### Provided text
- - - - - - -
Modify rule S6709: Add how to fix it for Scikit-learn (#3883)

2024-05-07 14:21:34 +02:00 · 2024-05-07 14:21:34 +02:00 · 86d6b7c75b
commit 86d6b7c75b
parent 621b7ce90e
4 changed files with 64 additions and 23 deletions
--- a/docs/header_names/allowed_framework_names.adoc
+++ b/docs/header_names/allowed_framework_names.adoc
@ -91,6 +91,7 @@
 * Jinja
 * lxml
 * MySQL Connector/Python
+* Numpy
 * Paramiko
 * pyca
 * PyCrypto
@ -105,6 +106,7 @@
 * PyYAML
 * Requests
 * Scrypt
+* Scikit-Learn
 * SignXML
 * SQLAlchemy
 * ssl
--- a/rules/S6709/python/how-to-fix-it/numpy.adoc
+++ b/rules/S6709/python/how-to-fix-it/numpy.adoc
@ -0,0 +1,27 @@
+== How to fix it in Numpy
+
+To fix this issue, provide a predictable seed to the random number generator.
+
+=== Code examples
+
+==== Noncompliant code example
+
+[source,python,diff-id=1,diff-type=noncompliant]
+----
+import numpy as np
+
+def foo():
+    generator = np.random.default_rng()  # Noncompliant: no seed parameter is provided
+    x = generator.uniform()
+----
+
+==== Compliant solution
+
+[source,python,diff-id=1,diff-type=compliant]
+----
+import numpy as np
+
+def foo():
+    generator = np.random.default_rng(42)  # Compliant
+    x = generator.uniform()
- - - - - - -
[Data entries]
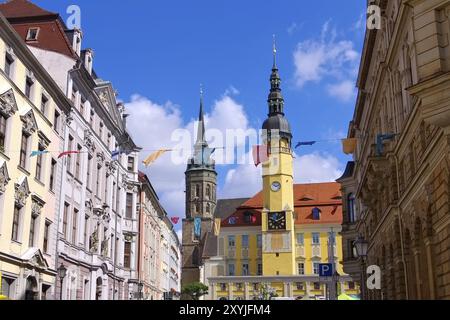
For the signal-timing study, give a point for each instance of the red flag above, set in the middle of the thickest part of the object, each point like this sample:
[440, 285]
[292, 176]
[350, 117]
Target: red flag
[260, 154]
[66, 153]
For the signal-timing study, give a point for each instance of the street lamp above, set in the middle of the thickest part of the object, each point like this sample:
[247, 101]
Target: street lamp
[361, 246]
[62, 271]
[140, 288]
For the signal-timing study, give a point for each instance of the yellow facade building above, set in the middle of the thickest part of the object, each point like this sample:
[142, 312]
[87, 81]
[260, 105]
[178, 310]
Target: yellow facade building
[32, 110]
[277, 240]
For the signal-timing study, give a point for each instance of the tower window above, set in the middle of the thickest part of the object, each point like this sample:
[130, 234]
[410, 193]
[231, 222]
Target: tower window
[32, 34]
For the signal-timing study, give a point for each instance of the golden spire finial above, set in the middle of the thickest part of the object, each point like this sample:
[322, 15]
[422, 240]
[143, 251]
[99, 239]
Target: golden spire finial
[274, 52]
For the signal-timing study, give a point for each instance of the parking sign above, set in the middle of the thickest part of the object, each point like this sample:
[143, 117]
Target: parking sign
[325, 270]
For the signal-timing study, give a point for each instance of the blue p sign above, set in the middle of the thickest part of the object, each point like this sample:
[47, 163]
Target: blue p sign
[326, 270]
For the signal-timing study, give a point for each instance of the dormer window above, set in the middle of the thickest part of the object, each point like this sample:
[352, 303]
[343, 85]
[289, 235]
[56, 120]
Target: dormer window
[32, 34]
[316, 212]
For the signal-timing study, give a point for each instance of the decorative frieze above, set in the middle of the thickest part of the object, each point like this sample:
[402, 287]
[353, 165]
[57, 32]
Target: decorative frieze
[8, 104]
[4, 177]
[22, 193]
[29, 125]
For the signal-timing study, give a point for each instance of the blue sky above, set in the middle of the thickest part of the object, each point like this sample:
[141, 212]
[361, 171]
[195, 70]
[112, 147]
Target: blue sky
[160, 51]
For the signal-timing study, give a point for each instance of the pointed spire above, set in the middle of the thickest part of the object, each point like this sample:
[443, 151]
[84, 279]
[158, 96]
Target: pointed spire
[276, 101]
[201, 121]
[274, 52]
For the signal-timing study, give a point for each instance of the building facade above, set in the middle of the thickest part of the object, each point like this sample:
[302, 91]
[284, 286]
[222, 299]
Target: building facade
[201, 185]
[73, 174]
[397, 197]
[234, 260]
[159, 247]
[279, 238]
[31, 138]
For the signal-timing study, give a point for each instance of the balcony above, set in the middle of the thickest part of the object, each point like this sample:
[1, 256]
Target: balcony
[316, 251]
[300, 251]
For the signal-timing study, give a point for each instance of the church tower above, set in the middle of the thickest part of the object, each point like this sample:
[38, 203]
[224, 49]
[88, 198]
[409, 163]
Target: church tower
[278, 188]
[201, 185]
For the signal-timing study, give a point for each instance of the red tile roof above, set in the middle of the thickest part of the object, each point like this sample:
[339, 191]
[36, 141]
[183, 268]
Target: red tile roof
[325, 196]
[23, 8]
[23, 15]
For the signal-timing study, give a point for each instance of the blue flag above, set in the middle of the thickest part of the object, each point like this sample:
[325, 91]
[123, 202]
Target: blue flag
[305, 143]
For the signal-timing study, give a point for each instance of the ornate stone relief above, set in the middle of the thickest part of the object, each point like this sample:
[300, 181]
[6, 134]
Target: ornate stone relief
[37, 206]
[8, 104]
[100, 157]
[89, 141]
[29, 123]
[110, 168]
[4, 177]
[22, 193]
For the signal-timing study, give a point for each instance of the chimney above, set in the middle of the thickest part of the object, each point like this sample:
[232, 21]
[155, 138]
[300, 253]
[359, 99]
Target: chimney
[88, 60]
[76, 41]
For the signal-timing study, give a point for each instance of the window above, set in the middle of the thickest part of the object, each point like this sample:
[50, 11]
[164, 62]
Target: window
[23, 151]
[316, 213]
[46, 236]
[97, 181]
[130, 166]
[86, 226]
[88, 173]
[208, 191]
[9, 64]
[231, 241]
[316, 267]
[82, 106]
[32, 34]
[100, 131]
[56, 121]
[53, 175]
[74, 96]
[259, 269]
[301, 268]
[16, 223]
[114, 196]
[29, 83]
[2, 132]
[32, 231]
[259, 241]
[351, 208]
[44, 104]
[65, 217]
[39, 161]
[315, 238]
[129, 206]
[92, 119]
[245, 271]
[69, 156]
[245, 241]
[127, 255]
[78, 163]
[8, 287]
[74, 226]
[300, 239]
[231, 271]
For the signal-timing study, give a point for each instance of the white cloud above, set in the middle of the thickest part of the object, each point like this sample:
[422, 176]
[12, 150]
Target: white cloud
[326, 58]
[343, 91]
[246, 180]
[152, 125]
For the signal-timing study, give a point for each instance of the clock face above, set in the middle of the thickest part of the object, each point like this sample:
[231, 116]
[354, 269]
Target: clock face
[276, 186]
[277, 221]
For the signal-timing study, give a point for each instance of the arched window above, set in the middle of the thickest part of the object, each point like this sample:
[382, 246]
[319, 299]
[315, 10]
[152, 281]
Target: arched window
[351, 208]
[208, 191]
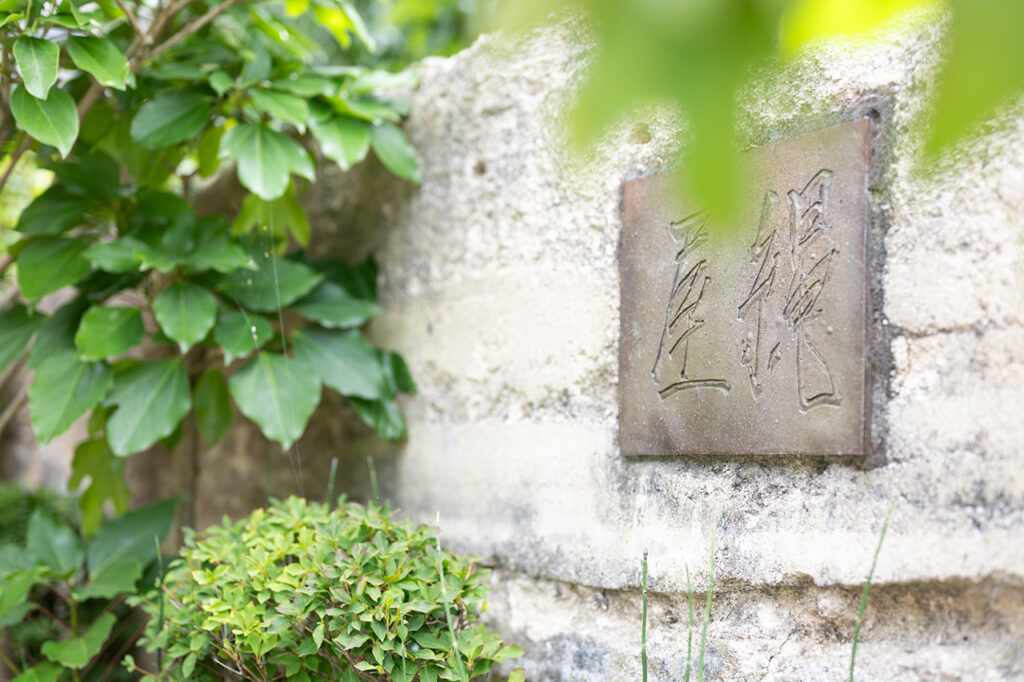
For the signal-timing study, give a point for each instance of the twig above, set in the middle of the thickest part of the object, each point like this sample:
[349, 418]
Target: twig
[159, 23]
[134, 23]
[8, 414]
[14, 158]
[190, 28]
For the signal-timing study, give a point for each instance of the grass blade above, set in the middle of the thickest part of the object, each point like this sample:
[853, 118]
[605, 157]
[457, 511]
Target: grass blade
[643, 625]
[711, 592]
[330, 482]
[867, 587]
[689, 637]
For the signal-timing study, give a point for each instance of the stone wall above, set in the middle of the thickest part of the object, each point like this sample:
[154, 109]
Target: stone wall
[500, 278]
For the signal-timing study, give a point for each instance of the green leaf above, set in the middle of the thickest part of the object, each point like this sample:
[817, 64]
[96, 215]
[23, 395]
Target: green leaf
[279, 393]
[188, 666]
[107, 481]
[213, 407]
[109, 331]
[152, 398]
[278, 282]
[283, 213]
[265, 158]
[13, 559]
[396, 375]
[394, 151]
[134, 535]
[65, 388]
[282, 105]
[53, 544]
[306, 85]
[42, 673]
[52, 212]
[57, 334]
[343, 139]
[221, 82]
[510, 651]
[49, 264]
[78, 651]
[220, 256]
[100, 57]
[115, 579]
[124, 255]
[37, 59]
[209, 152]
[52, 121]
[185, 311]
[367, 109]
[16, 328]
[985, 68]
[383, 416]
[332, 306]
[343, 360]
[241, 334]
[170, 118]
[94, 174]
[15, 591]
[806, 20]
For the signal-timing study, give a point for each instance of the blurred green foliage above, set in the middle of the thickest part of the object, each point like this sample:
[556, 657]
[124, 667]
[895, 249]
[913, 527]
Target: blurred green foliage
[17, 505]
[698, 54]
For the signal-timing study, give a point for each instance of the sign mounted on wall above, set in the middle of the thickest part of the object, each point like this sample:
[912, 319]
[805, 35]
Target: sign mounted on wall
[752, 340]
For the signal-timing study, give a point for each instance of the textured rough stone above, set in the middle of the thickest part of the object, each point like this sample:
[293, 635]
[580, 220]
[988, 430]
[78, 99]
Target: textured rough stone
[500, 281]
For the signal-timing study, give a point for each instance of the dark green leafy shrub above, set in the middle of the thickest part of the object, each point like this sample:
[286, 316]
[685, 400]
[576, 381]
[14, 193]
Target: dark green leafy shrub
[303, 592]
[61, 595]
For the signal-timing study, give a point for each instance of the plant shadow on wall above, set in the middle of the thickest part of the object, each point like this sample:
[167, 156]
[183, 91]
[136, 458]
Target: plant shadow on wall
[163, 317]
[702, 645]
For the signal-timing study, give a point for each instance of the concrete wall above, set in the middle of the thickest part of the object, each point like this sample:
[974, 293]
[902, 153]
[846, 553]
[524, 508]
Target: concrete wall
[500, 278]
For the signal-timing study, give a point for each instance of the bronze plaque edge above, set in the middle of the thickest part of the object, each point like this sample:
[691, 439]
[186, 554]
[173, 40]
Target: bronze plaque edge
[878, 360]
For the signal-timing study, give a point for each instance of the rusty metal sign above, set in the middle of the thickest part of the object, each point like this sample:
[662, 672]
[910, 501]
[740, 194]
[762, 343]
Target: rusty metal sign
[751, 340]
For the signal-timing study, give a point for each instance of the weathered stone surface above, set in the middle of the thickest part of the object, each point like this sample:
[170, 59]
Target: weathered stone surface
- - - - - - -
### Problems and tasks
**1)** Answer these questions using the commit:
(a) Which two names are added to the list of allowed framework names?
(b) How many files were changed, and how many additions and deletions were made?
(c) What seed value is passed to the generator in the compliant solution?
**2)** Using the commit, explain why the line "generator = np.random.default_rng()" is marked as noncompliant and how the compliant version fixes it.
These items were taken from a separate source and are not related to the commit.

### The replies
**1)**
(a) Numpy and Scikit-Learn.
(b) 4 files were changed, with 64 additions and 23 deletions.
(c) 42.

**2)** The line is marked noncompliant because no seed parameter is given to the random number generator. The compliant version gives the generator a predictable seed by calling "np.random.default_rng(42)".